▶ **SET PROBLEM A**
Repeat the passage in the homeowner insurance rates text between "Beginning in mid-February, State" and "Mountain in Jackson.", inclusive.
▶ **SET PROBLEM B**
Write what comes next in the piece on Gulf Coast homeowner insurance rates, picking up after its last sentence.

▶ **TEXT EXTRACT**

Jeff Amy covered both bases with similar stories in both the Pascagoula and Mobile editions of the Press Register. Alabama homeowners, according to Army’s story, have gone from paying 10 percent less than the national average in 2002 to 10 percent more in 2007.
“Satisfied is probably not the right word, but we’re comfortable with where we are compared to the other coastal states,” said Alabama Insurance Commissioner Jim Ridling.
Of course he’s comfortable, look at what happened to the homeowners next door in Mississippi – the State went from paying 13 percent more than the national average in 2002 to paying 24 percent more in 2007.
Mississippi’s not so comfortable Insurance Commissioner Mike Chaney told Amy “Rates are going to continue to go up in Mississippi.”
He puzzled and puzzled till his puzzler was sore. Then the Grinch thought of something he hadn’t before! Maybe everyday doesn’t have to be Christmas for insurers who want higher rates for the shore. Maybe Christmas…perhaps…means zones are no more!
They’re finding out now that no Christmas is coming! They’re just waking up, I know just what they’ll do. Their mouths will hang open a minute or two, then the Whos down in Whoville will all cry, “Boo Hoo.”
We weren’t disappointed in Mr Chaney’s latest one bit here at Slabbed mainly because we knew what our favorite captured insurance regulator would be doing with this latest Farm rate up. The comments in yesterday’s story and today’s Op-Ed about Mr Chaney being a puppet for big insurance pretty much sums up local popular opinion:
You tell your boss you want a 45 percent raise, but you are unwilling to do any extra work to get it. Your boss, fearing the loss of your services, manages to scrape up enough money to offer you a 19.5 percent pay increase and begs you to stay. You take the 19.5, but you make it clear that you are “disappointed” and will do less work.
Not if you are an insurance company doing business in Mississippi.
Beginning in mid-February, State Farm Fire & Casualty Co. has Mississippi Insurance Commissioner Mike Chaney’s permission to raise homeowner insurance rates 19.5 percent in the three Coast counties. State Farm had asked for a 45 percent rate increase and said it was “disappointed” not to get it.
Long Beach resident Kevin Buckel and United Policyholders executive director Amy Bach to be specific. Kevin’s website details his thus far fruitless pursuit of a statutory Policyholder Bill of Rights for Mississippians. It has been blocked in committee in the Senate by Sen. Eugene “Buck” Clarke, a GOP free market true believer over at the Big Rock Candy Mountain in Jackson.

▶ **RAW DATA**
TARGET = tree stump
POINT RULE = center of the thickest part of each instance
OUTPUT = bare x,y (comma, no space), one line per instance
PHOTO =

▶ **TASK OUTPUT A**
Beginning in mid-February, State Farm Fire & Casualty Co. has Mississippi Insurance Commissioner Mike Chaney’s permission to raise homeowner insurance rates 19.5 percent in the three Coast counties. State Farm had asked for a 45 percent rate increase and said it was “disappointed” not to get it.
Long Beach resident Kevin Buckel and United Policyholders executive director Amy Bach to be specific. Kevin’s website details his thus far fruitless pursuit of a statutory Policyholder Bill of Rights for Mississippians. It has been blocked in committee in the Senate by Sen. Eugene “Buck” Clarke, a GOP free market true believer over at the Big Rock Candy Mountain in Jackson.

▶ **TASK OUTPUT B**
We’ve also chronicaled Mr Buckel’s efforts at fostering transparency at the Mississippi Department of Insurance as he has taken our current Commish to court after the claims files used in the sham Market Conduct Study began under Mr Chaney’s predecessor turned insurance lobbyist George Dale as overseen by former Deputy Commish Lee Harrell who now works for State Farm law firm Baker, Donelson, Bearman, Caldwell and Berkowitz. Mr Chaney has thus far successfully stonewalled those efforts. Anita Lee picks up more recent events here:
A Coast policyholder is appealing to the state Supreme Court for access to Mississippi Insurance Department records that would show the dollar amount of Katrina claims denied by insurance companies.
Long Beach policyholder Kevin Buckel filed a written request in January 2009 for records showing the total amount of damages homeowners claimed, the total amount paid and the total amount denied by private property insurance companies. MID maintains the agency does not have the records.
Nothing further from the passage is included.